▶ [EXERCISE INSTRUCTIONS] Transcribe, word for word, the line containing "If you could tag the window frame" and each line following it through the end of the listing below. Omit all other lines.

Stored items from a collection
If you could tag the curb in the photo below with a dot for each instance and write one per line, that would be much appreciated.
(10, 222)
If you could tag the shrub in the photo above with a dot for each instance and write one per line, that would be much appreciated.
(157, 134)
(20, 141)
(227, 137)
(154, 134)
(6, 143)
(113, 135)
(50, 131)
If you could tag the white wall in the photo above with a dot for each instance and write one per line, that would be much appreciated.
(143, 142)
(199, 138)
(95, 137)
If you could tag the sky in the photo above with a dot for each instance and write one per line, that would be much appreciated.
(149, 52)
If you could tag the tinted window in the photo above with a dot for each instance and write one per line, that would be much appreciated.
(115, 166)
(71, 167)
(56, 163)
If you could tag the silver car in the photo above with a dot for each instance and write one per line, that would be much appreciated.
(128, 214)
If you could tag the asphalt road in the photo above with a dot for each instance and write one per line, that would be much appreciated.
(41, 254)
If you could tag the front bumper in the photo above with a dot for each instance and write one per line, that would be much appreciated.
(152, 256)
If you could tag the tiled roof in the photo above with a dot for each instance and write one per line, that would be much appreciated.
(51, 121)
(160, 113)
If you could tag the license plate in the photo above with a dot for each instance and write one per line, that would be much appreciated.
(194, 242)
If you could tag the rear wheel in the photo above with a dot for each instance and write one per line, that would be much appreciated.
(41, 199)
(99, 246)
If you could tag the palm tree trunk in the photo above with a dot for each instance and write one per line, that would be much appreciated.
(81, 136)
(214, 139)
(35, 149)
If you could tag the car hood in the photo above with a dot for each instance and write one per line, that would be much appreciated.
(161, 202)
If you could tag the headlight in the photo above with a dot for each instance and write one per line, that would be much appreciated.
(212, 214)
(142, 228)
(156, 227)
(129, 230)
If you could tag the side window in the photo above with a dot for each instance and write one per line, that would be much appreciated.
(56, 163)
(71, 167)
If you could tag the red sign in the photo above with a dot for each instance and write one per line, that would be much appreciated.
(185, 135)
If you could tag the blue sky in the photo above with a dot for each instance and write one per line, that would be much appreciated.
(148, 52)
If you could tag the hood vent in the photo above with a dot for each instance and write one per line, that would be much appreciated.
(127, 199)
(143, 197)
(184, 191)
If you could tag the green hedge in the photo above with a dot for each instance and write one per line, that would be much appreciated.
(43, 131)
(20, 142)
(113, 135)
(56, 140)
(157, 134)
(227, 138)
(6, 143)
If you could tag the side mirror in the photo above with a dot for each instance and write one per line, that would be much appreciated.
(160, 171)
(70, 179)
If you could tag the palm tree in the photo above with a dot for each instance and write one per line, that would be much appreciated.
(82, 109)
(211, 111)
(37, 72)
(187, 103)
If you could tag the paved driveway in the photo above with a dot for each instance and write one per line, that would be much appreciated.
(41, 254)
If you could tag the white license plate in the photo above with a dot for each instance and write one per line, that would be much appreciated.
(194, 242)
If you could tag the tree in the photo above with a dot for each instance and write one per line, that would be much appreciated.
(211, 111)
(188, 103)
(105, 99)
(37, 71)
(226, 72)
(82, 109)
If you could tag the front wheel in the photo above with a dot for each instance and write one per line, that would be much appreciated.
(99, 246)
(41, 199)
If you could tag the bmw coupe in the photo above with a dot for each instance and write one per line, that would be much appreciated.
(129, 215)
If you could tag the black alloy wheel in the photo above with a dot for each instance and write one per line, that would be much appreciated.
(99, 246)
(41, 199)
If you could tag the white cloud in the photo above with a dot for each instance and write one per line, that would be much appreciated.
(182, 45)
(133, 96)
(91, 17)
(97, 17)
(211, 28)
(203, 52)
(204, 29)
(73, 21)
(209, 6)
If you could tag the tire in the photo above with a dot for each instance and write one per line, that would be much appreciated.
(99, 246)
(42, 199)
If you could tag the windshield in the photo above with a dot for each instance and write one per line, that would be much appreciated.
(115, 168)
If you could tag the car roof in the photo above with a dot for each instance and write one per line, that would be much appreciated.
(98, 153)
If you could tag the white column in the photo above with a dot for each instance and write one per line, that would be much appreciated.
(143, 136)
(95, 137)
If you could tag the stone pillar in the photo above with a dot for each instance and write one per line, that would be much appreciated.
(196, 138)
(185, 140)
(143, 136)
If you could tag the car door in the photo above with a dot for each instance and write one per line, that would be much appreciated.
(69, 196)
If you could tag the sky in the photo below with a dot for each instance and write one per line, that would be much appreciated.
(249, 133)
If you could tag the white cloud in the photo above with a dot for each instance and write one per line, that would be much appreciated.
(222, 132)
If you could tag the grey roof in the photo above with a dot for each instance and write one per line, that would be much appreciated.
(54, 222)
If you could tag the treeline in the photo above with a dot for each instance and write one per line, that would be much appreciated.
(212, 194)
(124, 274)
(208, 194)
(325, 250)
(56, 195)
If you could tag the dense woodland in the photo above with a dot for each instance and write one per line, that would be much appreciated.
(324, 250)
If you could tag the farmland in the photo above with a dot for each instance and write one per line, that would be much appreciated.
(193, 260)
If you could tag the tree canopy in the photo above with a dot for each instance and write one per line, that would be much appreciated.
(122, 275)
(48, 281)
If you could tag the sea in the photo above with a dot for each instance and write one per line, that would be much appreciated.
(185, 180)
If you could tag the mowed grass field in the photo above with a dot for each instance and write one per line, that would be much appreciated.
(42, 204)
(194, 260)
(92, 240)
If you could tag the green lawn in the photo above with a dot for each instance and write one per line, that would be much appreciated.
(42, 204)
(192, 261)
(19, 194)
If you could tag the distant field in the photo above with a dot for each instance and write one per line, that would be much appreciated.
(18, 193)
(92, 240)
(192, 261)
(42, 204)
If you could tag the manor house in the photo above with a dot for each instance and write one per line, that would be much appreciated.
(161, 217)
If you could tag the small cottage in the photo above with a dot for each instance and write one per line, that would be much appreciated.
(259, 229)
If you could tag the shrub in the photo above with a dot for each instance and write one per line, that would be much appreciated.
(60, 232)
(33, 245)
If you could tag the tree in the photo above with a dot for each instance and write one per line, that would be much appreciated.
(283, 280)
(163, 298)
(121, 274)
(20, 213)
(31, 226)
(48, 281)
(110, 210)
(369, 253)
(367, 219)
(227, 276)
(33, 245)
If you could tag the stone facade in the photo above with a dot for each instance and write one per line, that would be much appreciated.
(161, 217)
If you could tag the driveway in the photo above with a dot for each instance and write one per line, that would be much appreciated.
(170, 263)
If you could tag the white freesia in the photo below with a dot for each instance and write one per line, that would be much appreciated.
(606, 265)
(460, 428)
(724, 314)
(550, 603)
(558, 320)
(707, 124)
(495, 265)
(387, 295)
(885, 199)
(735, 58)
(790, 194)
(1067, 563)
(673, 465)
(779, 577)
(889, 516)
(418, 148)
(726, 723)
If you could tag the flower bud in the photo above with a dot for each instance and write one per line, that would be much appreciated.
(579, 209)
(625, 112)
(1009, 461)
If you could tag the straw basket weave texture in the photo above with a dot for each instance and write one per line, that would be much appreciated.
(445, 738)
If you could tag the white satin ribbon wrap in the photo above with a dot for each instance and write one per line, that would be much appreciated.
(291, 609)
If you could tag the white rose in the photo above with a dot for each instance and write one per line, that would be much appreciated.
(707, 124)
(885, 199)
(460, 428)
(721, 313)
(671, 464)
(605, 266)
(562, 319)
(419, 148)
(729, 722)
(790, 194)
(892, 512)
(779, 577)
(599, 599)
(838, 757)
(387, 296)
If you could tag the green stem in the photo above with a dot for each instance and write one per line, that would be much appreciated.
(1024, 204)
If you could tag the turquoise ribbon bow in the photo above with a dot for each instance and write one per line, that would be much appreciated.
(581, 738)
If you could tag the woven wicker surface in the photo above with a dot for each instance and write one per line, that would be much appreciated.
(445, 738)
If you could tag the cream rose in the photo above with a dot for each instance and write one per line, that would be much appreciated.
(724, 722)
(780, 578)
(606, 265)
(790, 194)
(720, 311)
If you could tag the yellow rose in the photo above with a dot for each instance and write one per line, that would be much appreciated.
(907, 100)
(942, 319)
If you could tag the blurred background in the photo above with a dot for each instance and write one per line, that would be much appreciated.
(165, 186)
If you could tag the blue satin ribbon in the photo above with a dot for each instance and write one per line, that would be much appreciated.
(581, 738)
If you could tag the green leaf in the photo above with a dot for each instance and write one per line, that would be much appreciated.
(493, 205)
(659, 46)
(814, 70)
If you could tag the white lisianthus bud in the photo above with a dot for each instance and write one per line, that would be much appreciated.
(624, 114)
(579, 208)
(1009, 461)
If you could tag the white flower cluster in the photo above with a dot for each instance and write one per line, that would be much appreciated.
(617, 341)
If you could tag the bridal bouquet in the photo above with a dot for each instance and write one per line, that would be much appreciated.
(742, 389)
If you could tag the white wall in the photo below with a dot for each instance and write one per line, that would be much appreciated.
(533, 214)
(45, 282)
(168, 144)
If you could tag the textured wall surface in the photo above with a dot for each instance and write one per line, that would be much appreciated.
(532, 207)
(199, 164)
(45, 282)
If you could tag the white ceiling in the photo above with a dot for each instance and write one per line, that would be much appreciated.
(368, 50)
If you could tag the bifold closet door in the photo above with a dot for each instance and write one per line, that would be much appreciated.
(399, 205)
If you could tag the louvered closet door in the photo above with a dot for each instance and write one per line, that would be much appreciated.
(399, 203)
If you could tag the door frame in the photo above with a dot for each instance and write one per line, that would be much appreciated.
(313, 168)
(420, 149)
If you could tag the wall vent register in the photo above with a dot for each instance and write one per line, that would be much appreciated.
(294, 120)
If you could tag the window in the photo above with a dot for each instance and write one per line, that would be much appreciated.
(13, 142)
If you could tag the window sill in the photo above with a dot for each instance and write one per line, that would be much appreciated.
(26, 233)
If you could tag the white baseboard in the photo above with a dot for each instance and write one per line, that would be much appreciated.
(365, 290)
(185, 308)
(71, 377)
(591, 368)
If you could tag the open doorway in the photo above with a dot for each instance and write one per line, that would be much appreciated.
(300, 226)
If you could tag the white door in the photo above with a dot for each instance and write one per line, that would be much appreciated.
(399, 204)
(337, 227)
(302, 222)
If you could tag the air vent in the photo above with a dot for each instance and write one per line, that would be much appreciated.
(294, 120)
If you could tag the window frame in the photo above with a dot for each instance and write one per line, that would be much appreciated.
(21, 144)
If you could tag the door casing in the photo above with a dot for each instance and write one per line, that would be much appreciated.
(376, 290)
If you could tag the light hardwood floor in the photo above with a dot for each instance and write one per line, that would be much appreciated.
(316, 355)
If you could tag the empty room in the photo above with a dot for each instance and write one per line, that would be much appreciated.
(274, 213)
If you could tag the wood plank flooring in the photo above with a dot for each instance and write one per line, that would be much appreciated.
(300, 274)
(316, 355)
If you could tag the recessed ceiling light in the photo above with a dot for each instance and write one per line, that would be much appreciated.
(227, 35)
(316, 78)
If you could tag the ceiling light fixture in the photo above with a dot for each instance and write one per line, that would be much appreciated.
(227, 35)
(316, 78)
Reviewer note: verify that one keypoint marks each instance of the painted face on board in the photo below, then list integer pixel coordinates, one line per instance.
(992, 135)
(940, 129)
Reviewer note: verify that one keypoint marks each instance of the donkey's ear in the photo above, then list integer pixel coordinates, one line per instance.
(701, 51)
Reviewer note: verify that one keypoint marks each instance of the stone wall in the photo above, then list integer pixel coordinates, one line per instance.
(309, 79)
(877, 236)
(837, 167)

▶ [COMPLETE ANSWER]
If you could tag the window frame in the photo above with a dot for each instance and write one per line, that would be much appreciated.
(21, 144)
If you could tag the door casing in the photo above with a dot for each instance and write one per line, that would be much appreciated.
(376, 290)
If you could tag the light hardwood floor in the photo above with a dot for each instance and write one per line, that would be much appreciated.
(316, 355)
If you could tag the empty room in the photo above with a dot for each instance and write one per line, that would be much appreciated.
(274, 213)
If you could tag the wood plank flooring in the photo above with a dot for each instance and write one per line, that would be much appreciated.
(300, 274)
(316, 355)
If you could tag the recessed ceiling light in the photo above with a dot for each instance and write one per line, that would be much appreciated.
(227, 35)
(316, 78)
If you could tag the ceiling light fixture in the photo above with a dot for each instance and write one per line, that would be much appreciated.
(227, 35)
(316, 78)
Reviewer note: verify that one keypoint marks each instance of the painted face on board in the photo below, then list integer pixel coordinates, one line per instance.
(992, 135)
(940, 129)
Reviewer note: verify that one keypoint marks each instance of the donkey's ear in the photo above, then list integer pixel coordinates, one line per instance.
(701, 51)
Reviewer note: verify that one keypoint marks each instance of the stone wall in the photo above, then list integer pixel coordinates, one line per instance.
(309, 79)
(877, 236)
(837, 167)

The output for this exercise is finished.